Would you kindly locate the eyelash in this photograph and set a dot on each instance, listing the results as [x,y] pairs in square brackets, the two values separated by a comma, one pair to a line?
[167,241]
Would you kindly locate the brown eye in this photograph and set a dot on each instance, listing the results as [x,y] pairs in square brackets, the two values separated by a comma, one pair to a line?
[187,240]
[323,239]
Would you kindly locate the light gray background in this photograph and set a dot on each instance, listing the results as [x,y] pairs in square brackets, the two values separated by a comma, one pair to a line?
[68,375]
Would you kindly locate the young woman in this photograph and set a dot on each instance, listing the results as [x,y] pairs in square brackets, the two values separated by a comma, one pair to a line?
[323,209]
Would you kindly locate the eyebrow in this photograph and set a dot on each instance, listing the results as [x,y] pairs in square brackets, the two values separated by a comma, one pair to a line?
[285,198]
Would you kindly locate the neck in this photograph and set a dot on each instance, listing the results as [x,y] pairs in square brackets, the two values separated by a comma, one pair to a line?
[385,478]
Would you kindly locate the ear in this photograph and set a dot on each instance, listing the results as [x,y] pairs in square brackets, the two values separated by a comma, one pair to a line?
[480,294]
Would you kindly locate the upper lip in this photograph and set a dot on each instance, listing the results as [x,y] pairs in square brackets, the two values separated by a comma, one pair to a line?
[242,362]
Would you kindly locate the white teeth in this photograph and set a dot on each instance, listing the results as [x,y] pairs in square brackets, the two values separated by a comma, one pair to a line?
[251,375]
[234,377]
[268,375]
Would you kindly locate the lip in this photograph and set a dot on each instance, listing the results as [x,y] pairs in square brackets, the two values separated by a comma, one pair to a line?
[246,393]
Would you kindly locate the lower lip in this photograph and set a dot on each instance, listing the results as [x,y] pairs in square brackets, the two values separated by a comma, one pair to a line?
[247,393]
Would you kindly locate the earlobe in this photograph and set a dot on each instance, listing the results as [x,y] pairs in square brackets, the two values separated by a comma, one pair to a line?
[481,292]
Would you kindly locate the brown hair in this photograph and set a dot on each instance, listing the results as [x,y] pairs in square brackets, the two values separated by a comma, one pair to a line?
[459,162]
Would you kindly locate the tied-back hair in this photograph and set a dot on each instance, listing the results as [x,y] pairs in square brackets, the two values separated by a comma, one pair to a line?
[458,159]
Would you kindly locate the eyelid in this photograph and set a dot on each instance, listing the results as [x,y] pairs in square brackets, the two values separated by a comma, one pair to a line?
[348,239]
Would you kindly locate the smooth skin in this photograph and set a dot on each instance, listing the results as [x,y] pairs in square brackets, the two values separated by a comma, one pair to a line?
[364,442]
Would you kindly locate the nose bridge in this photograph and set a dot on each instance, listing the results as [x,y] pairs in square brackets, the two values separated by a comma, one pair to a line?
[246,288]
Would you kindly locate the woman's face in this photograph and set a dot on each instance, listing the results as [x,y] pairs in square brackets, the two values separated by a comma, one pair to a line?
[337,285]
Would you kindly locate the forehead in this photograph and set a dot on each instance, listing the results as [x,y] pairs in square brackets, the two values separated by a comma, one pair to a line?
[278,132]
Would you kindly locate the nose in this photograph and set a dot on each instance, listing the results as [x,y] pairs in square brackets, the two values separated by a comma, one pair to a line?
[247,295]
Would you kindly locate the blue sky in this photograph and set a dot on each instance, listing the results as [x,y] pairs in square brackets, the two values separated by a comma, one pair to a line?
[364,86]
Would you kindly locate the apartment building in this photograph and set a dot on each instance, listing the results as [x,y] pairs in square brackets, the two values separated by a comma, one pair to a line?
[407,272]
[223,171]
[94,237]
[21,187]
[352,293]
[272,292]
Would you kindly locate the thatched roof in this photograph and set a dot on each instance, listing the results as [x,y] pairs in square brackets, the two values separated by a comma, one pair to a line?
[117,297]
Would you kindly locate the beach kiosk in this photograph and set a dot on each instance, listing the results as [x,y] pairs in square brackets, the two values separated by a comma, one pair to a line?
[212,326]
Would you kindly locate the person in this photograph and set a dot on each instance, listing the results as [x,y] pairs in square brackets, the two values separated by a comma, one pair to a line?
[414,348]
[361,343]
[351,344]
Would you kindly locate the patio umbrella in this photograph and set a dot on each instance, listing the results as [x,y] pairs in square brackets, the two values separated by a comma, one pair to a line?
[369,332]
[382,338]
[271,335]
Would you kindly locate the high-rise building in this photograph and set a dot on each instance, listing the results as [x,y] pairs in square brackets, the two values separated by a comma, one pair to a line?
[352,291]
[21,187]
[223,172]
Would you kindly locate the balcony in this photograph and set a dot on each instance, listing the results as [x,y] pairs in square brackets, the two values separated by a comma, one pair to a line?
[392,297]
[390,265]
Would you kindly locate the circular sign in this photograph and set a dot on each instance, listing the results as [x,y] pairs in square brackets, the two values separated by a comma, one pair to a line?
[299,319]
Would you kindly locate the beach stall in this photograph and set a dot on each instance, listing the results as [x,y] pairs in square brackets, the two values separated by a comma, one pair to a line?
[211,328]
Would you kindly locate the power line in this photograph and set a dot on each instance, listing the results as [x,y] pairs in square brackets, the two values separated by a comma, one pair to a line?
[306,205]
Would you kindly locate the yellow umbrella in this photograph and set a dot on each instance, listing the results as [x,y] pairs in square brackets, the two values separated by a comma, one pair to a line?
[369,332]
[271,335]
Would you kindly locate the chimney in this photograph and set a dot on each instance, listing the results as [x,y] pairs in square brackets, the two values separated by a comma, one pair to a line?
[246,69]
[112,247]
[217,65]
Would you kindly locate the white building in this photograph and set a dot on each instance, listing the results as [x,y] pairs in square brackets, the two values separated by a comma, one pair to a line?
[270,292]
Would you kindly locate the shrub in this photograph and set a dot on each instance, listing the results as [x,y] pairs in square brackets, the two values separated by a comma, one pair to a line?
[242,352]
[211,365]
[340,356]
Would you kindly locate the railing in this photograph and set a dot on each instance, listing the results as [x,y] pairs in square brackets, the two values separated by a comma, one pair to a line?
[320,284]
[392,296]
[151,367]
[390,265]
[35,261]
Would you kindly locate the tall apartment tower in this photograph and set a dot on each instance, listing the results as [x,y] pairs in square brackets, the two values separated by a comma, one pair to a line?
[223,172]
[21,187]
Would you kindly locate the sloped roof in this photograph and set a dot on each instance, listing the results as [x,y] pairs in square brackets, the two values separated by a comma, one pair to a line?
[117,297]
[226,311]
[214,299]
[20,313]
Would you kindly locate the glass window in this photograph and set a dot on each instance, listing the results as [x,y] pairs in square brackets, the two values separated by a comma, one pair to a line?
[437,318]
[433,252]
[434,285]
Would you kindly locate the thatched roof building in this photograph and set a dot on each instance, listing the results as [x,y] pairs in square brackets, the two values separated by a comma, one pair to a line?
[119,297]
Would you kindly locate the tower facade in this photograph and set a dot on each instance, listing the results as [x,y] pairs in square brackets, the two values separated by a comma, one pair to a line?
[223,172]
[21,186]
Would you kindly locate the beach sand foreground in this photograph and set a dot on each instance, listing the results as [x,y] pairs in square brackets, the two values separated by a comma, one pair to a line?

_Exercise_
Nothing should be changed: write out all of the data as is.

_Complete output_
Would you kindly locate the eyelash in this photograph and set a dot on each instance, listing the results as [x,y] pairs in square brackets, the two values separated by a comma, one pair to a line?
[167,241]
Would you kindly locate the brown eye in this photograph and set a dot on each instance, listing the results as [x,y] pairs in square brackets, the two values separated by a comma, one pair to a line?
[187,240]
[323,239]
Would you kindly locate the light gray background in this photograph and set a dot on each instance, listing the results as [x,y] pairs in square brackets, the two values separated by a comma, one pair to a line?
[68,375]
Would you kindly locate the young woman in this photograph and set a dot on each instance, listing the results as [x,y] pairs in square brackets, the two values separated by a comma, one pair to a line?
[323,209]
Would you kindly locate the eyebrow in this photograph and set a dot on each instance, listing the results as [x,y] pairs in square brackets, the two values separated by a comma, one pair to a line?
[285,198]
Would you kindly locate the neck in this photograph and set a dot on each instance, listing the results as [x,y] pairs in square brackets, the two values separated by a comma, one pair to a line?
[385,478]
Would you kindly locate the ear in this photograph and set a dot on each instance, listing the results as [x,y] pairs in square brackets, the two values separated by a comma, one pair to a line?
[480,294]
Would you kindly locate the upper lip in this photograph and set a dot on each instance, listing the results as [x,y] pairs in square brackets, the two values separated by a comma, one pair to a line?
[242,362]
Would you kindly locate the white teeth in this photograph and set a dot on each instance, listing the results as [x,y] pairs in square brackets, the two values separated by a comma, one pair to a line?
[251,375]
[234,377]
[268,375]
Would you kindly locate the lip in this photograph and set a dot on each instance, listing the results as [x,y] pairs in square brackets, the two values separated by a comma, one pair to a line?
[246,393]
Would you kindly locate the lower lip in this photograph and set a dot on each instance, listing the results as [x,y] pairs in square brackets, the two values separated by a comma, one pair to a line?
[247,393]
Would you kindly locate the earlobe in this photograph and set a dot on each instance, listing the results as [x,y] pairs in square brackets, the two values separated by a comma, one pair to a line?
[481,292]
Would you kindly locate the brown hair in this photograph and set a dot on each instance, listing the results as [x,y] pairs in square brackets, the two values separated by a comma, one pair to a line?
[459,162]
Would you kindly locate the tied-back hair in this photograph and set a dot on each instance, listing the results as [x,y] pairs in square brackets, the two values separated by a comma, one pair to a line?
[458,159]
Would you kindly locate the eyelid in this photograph and set a dot on each instance, listing the results as [x,y] pairs in square brackets, the two values separated by a comma, one pair to a line?
[348,239]
Would you kindly locate the smooth skin in this photograph and set a dot on each instance, listing the results as [x,y] pairs in square brackets, the two values separated by a comma, one pair to a line?
[364,442]
Would you kindly locate the nose bridge in this photograph and set a dot on each instance, listing the results as [x,y] pairs in square brackets, the two values separated by a comma, one pair to a line?
[246,288]
Would you kindly locate the woman's face in this photograph and set a dot on each instance, listing the results as [x,y] pairs in square brackets, the two values separated by a comma, one pair to a line?
[337,285]
Would you kindly locate the forehead in this photograph and set a dot on each instance, listing the results as [x,y] pairs in square brackets, the two values separated by a comma, one pair to a line?
[278,132]
Would you kindly locate the nose in this photograph and set a dot on each instance, listing the results as [x,y] pairs in square brackets, the two values separated by a comma, one pair to a line?
[247,295]
Would you kindly locate the blue sky in this photograph and set a dot on each instance, listing the results as [x,y] pairs in square brackets, the two values separated by a comma, one pair to a line?
[364,86]
Would you kindly locate the apartment building in this photograph and set a dot on each instance, listing the results as [x,y] pairs in square brackets, the two values separated by a comma, one pair to a line?
[407,272]
[223,171]
[94,237]
[21,187]
[352,293]
[272,292]
Would you kindly locate the thatched roof in this photograph and set a dot on each instance, listing the results as [x,y] pairs in square brackets, the two values separated by a comma, one pair to a line?
[117,297]
Would you kindly locate the beach kiosk in this photograph and set a dot on each instance, listing the results as [x,y] pairs in square brackets, the two values separated by a comma, one pair to a line?
[212,326]
Would you kindly locate the person in this photograph and set a dot on each instance, listing the results as [x,y] pairs in square brackets, the two values separated by a comma, one pair to a line?
[414,348]
[361,343]
[351,344]
Would you kindly locate the patio umbrella in this photograph and set a dot on each instance, listing the results as [x,y] pairs in square brackets, the two values separated by a comma, one pair to a line?
[369,332]
[382,338]
[271,335]
Would you kindly locate the high-rise building in this photograph and set a dot on each instance, listing the results as [x,y] pairs in square brackets, the two values separated by a comma, one pair to a line?
[352,291]
[21,187]
[223,172]
Would you kindly locate the balcony in this photograph and set a dot on each instance, listing the results as [x,y] pairs in square brackets, the two values separated by a comma, one pair to a line?
[392,297]
[390,265]
Would you kindly locate the circular sign in this photograph and set a dot on each instance, listing the results as [x,y] pairs in square brackets, the two values separated by a comma, one pair to a line?
[299,319]
Would you kindly locate the beach stall in this photograph and set a dot on each instance, listing the results as [x,y] pairs in square brackets, the two values separated by a comma, one pair to a line?
[211,328]
Would you kindly locate the power line in this photograph and set a dot on each instance, listing the results as [x,y] pairs in square brackets, the two values separated by a comma, one pair to a line?
[306,205]
Would you kindly locate the yellow umbrella in this photograph and set a dot on each instance, listing the results as [x,y] pairs in square brackets, the two values separated by a comma, one pair to a line?
[369,332]
[271,335]
Would you kindly locate the chimney in this photograph and set a dot on each instance, listing the results as [x,y] pairs in square brackets, the two values separated by a comma, one pair to a line?
[246,69]
[112,247]
[217,65]
Would you kindly locate the white building in this photograph and set a dot on each instance, listing the results as [x,y] pairs in square brackets, the two values separated by a comma, one pair to a line?
[270,292]
Would you kindly locate the shrub in this photograph and set a dot on each instance, listing the results as [x,y] pairs in square brackets, the two values separated by a comma, one pair to a line?
[242,352]
[211,365]
[340,356]
Would you kindly locate the railing in this photograph and set a dot on each instance, listing the results as [x,y] pairs in square brackets, the two values separated by a comma, one pair to a line?
[320,284]
[392,296]
[151,367]
[390,265]
[35,261]
Would you kindly locate the tall apartment tower in this photograph and set a dot on each instance, listing the results as [x,y] pairs in square brackets, the two values separated by a comma, one pair to a line?
[223,172]
[21,187]
Would you kindly locate the sloped roof in this photograph and set a dot on each instance, listing the results as [x,y] pairs in square brackets, the two values separated by a comma, one pair to a line?
[117,297]
[226,311]
[214,299]
[20,313]
Would you kindly locate the glass window in this photograph and set a dot on each instance, listing the results as [x,y] pairs in square brackets, the two values separated by a comma, one pair to a line?
[437,318]
[433,252]
[434,285]
Would you kindly locate the thatched roof building in this photograph and set a dot on each instance, listing the results as [x,y] pairs in square brackets, the two values separated by a comma, one pair to a line?
[119,297]
Would you kindly locate the tower facade in this photograph and set a dot on each instance, listing the results as [x,y] pairs in square brackets, the two values separated by a comma, one pair to a line?
[223,172]
[21,186]
Would you kindly locate the beach sand foreground in this photograph and set a dot on each instance, listing the results as [x,y] pairs in square brackets, the two values separated by a comma, one pair to a line?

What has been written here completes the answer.